* **About this task**: Wherever the word "awning" occurs in the lines below, copy the whole line.

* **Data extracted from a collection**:
# # #

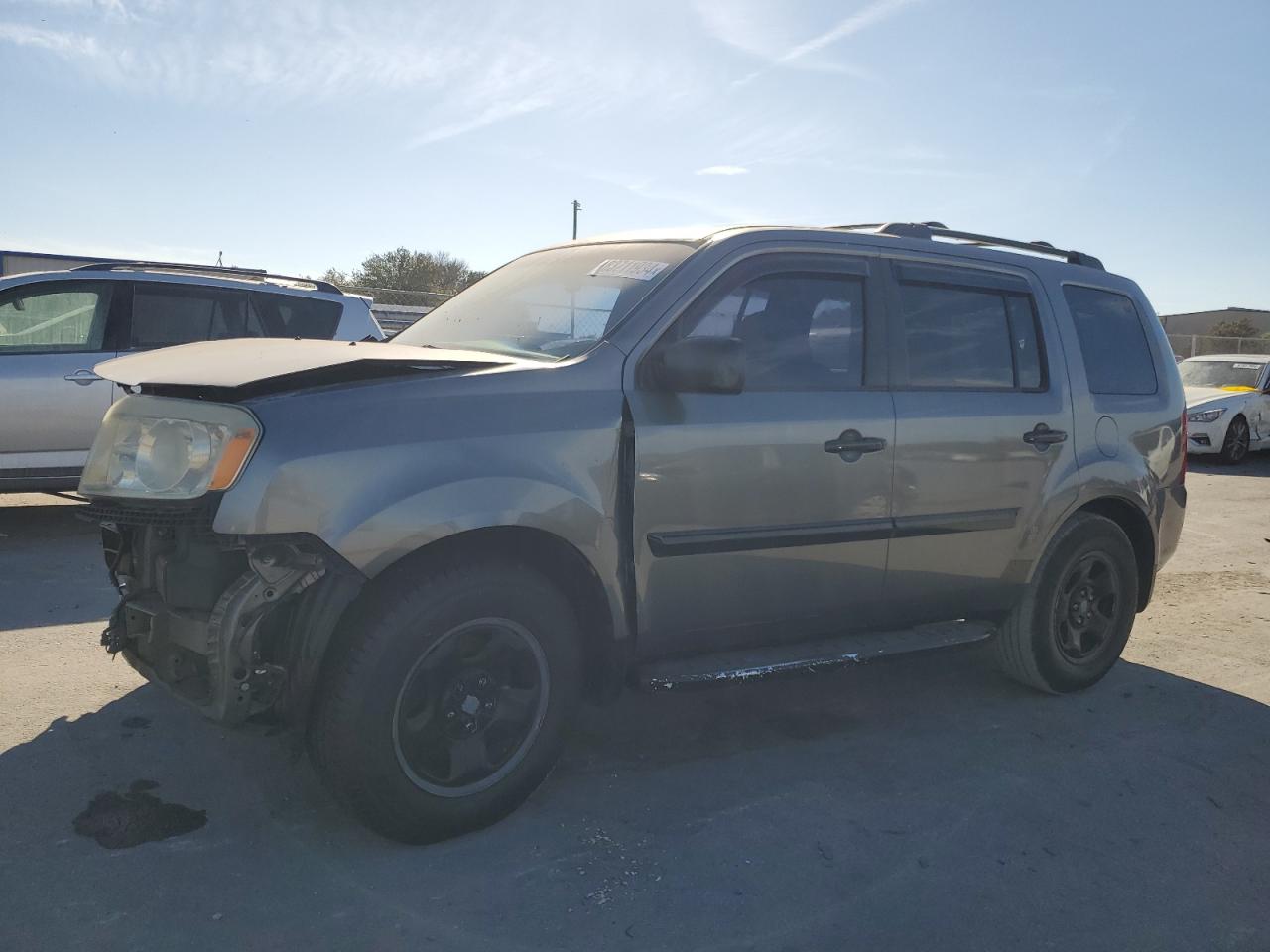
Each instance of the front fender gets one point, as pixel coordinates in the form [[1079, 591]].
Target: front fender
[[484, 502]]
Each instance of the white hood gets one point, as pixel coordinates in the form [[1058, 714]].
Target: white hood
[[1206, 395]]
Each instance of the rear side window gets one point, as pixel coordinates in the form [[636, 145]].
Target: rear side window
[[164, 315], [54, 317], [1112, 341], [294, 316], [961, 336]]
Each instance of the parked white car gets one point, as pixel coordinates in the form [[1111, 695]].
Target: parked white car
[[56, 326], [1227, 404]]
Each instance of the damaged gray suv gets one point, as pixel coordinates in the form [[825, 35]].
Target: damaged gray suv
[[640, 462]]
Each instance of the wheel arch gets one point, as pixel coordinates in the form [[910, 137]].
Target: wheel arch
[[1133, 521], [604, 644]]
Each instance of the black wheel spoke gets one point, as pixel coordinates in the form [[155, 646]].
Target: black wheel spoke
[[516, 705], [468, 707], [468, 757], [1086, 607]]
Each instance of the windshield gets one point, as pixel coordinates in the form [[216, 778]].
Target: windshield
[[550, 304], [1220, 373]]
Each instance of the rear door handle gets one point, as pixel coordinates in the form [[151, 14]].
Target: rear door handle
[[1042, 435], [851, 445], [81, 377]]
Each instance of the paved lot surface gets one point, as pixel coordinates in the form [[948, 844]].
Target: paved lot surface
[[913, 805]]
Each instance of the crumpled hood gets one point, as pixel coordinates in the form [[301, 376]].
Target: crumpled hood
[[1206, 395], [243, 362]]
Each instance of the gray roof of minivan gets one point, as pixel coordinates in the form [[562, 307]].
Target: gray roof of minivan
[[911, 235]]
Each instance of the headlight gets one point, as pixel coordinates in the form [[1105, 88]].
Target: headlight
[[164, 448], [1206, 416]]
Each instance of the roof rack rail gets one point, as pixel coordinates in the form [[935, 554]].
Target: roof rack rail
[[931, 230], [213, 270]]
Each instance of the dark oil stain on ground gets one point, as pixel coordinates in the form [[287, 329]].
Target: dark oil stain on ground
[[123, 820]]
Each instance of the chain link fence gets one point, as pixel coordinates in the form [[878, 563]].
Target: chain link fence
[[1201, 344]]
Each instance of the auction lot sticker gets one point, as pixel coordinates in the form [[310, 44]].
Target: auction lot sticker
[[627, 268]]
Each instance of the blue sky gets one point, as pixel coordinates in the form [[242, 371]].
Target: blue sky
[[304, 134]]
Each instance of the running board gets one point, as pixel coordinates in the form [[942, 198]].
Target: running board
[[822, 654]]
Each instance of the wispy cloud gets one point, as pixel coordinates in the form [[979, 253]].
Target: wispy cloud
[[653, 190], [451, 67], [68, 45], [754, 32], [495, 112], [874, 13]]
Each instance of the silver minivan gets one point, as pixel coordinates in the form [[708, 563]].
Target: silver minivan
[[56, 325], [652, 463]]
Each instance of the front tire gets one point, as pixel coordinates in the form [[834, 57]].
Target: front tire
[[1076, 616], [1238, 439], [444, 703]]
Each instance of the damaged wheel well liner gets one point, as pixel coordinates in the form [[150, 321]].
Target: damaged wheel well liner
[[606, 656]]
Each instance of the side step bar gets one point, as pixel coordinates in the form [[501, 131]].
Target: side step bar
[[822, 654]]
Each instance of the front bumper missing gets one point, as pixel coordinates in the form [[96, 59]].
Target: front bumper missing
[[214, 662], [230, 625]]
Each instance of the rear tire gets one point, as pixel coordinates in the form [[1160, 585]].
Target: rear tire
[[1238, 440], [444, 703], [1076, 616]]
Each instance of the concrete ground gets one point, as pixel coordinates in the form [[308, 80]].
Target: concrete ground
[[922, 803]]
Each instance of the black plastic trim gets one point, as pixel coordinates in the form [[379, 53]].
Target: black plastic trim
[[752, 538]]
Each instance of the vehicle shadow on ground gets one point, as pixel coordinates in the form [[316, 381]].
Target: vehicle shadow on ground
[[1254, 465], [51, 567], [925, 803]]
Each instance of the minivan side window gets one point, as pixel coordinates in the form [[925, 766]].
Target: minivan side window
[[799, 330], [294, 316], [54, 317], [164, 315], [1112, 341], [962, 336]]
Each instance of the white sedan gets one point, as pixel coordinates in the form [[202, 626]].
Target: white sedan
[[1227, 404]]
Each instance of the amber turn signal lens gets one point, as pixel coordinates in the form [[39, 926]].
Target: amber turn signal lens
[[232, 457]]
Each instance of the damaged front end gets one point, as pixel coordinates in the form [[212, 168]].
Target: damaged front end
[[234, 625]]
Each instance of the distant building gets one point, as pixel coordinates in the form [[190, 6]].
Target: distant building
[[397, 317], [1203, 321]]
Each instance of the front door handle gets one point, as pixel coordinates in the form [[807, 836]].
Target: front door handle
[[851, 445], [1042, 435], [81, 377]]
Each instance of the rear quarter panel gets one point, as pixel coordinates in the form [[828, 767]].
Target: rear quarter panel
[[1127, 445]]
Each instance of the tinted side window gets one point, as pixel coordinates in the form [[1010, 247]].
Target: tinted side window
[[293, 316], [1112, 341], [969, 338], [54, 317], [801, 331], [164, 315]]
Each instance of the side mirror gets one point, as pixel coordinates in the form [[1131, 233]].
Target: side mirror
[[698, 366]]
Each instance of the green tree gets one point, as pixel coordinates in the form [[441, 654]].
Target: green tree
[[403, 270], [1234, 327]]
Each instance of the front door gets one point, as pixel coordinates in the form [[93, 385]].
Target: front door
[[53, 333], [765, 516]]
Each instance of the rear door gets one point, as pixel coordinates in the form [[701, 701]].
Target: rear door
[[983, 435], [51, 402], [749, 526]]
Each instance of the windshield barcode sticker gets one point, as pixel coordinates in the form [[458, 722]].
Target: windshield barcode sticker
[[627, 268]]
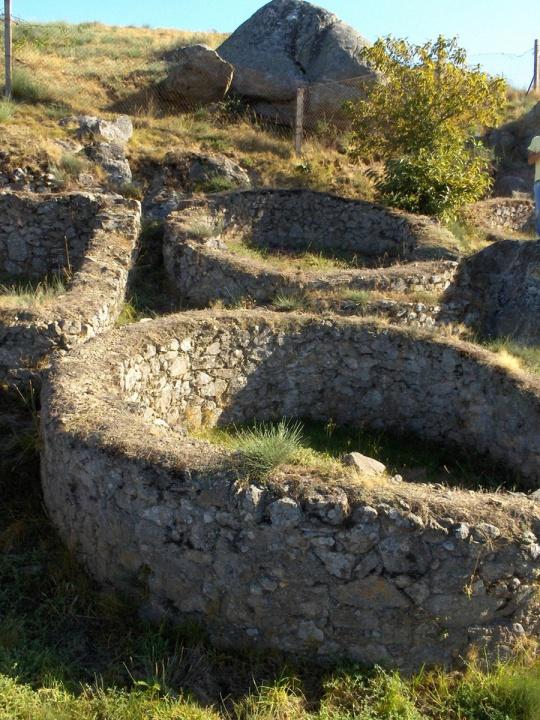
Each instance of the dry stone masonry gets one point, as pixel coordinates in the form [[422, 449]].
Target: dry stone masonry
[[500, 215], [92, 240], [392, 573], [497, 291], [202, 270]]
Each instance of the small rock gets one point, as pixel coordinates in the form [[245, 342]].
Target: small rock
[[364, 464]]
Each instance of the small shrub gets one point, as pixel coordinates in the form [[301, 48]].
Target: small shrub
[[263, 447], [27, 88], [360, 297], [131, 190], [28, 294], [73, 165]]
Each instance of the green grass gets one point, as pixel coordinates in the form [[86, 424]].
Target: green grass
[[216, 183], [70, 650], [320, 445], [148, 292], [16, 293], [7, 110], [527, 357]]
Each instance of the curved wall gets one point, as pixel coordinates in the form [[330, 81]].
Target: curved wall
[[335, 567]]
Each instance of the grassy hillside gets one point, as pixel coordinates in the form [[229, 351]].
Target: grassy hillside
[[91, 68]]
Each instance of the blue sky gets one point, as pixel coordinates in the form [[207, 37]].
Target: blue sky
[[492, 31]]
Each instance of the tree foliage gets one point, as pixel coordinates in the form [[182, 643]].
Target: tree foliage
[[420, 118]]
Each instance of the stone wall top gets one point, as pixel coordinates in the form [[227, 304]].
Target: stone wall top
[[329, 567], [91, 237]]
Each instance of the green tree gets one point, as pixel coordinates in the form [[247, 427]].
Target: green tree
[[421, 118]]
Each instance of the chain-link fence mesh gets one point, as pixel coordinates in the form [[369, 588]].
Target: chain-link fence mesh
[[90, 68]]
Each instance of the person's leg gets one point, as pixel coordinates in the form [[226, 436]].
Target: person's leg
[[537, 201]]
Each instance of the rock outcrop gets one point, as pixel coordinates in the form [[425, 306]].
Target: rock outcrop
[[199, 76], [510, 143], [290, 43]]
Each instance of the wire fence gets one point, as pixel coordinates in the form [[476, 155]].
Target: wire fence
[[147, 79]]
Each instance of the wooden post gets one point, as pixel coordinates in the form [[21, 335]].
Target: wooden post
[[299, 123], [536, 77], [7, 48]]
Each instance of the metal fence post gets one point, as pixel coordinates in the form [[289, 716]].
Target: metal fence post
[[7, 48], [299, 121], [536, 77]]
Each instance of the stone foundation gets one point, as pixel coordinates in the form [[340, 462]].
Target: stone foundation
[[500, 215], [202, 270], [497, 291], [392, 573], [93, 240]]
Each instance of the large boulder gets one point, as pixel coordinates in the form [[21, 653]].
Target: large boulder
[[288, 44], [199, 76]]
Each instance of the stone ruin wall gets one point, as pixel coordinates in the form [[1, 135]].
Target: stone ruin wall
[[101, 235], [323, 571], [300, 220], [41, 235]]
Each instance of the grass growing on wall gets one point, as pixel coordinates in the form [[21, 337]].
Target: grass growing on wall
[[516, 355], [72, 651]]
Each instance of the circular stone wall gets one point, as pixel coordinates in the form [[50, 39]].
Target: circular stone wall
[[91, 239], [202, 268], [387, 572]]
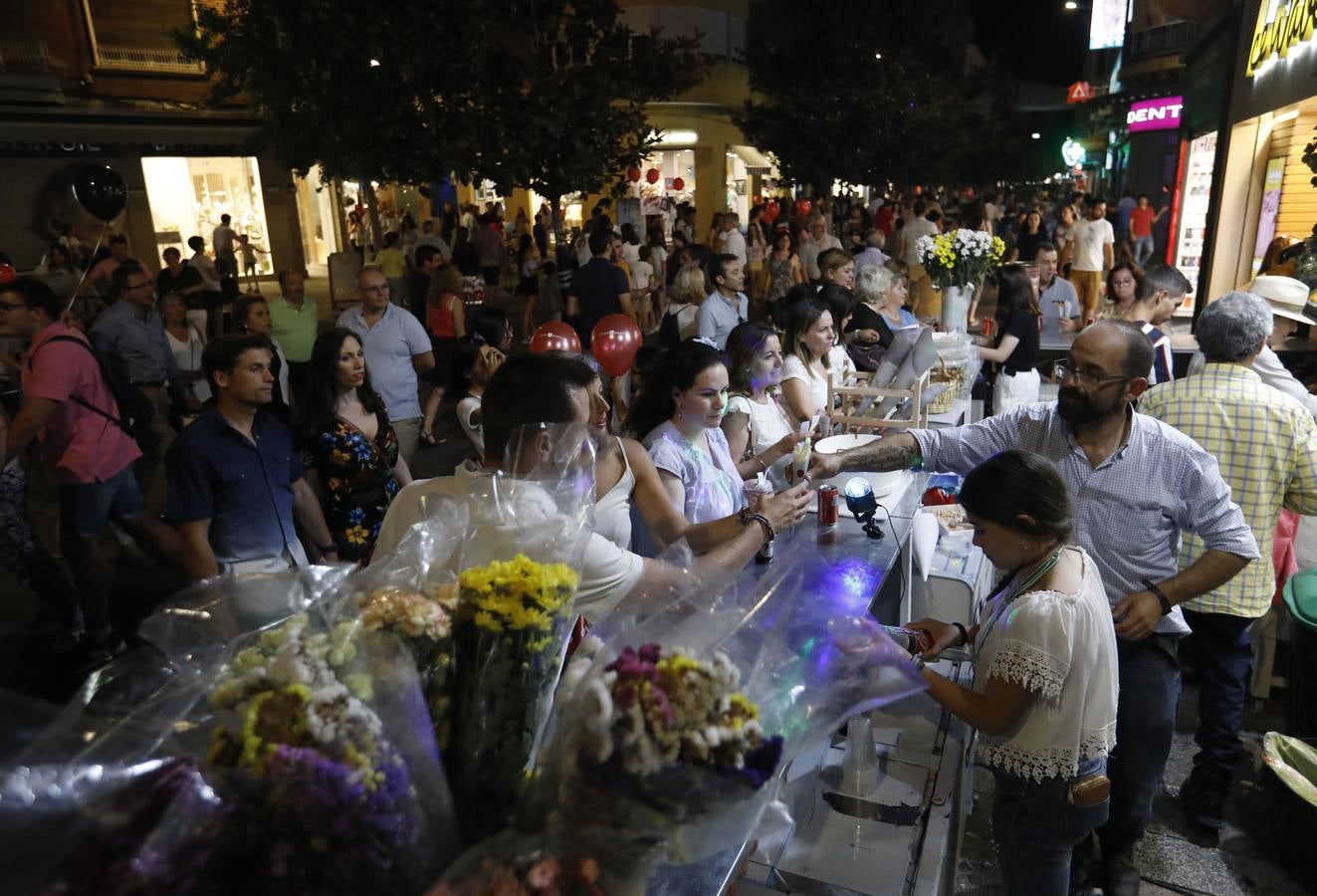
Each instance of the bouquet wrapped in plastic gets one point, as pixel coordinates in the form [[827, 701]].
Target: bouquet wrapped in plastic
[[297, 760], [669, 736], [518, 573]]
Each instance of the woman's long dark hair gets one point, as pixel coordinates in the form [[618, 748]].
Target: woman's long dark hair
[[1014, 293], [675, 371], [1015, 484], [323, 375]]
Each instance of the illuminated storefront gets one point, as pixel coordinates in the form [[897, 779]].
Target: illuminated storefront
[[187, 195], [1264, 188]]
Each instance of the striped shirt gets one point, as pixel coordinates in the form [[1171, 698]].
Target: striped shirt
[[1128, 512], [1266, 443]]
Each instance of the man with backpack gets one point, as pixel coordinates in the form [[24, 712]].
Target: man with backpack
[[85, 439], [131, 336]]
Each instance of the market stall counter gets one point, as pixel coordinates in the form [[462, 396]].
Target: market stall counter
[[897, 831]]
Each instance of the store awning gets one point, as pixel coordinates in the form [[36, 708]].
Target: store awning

# # #

* **Your response**:
Each instance of the store awning gets one point, as pixel coordinates in the form [[36, 708]].
Target: store awning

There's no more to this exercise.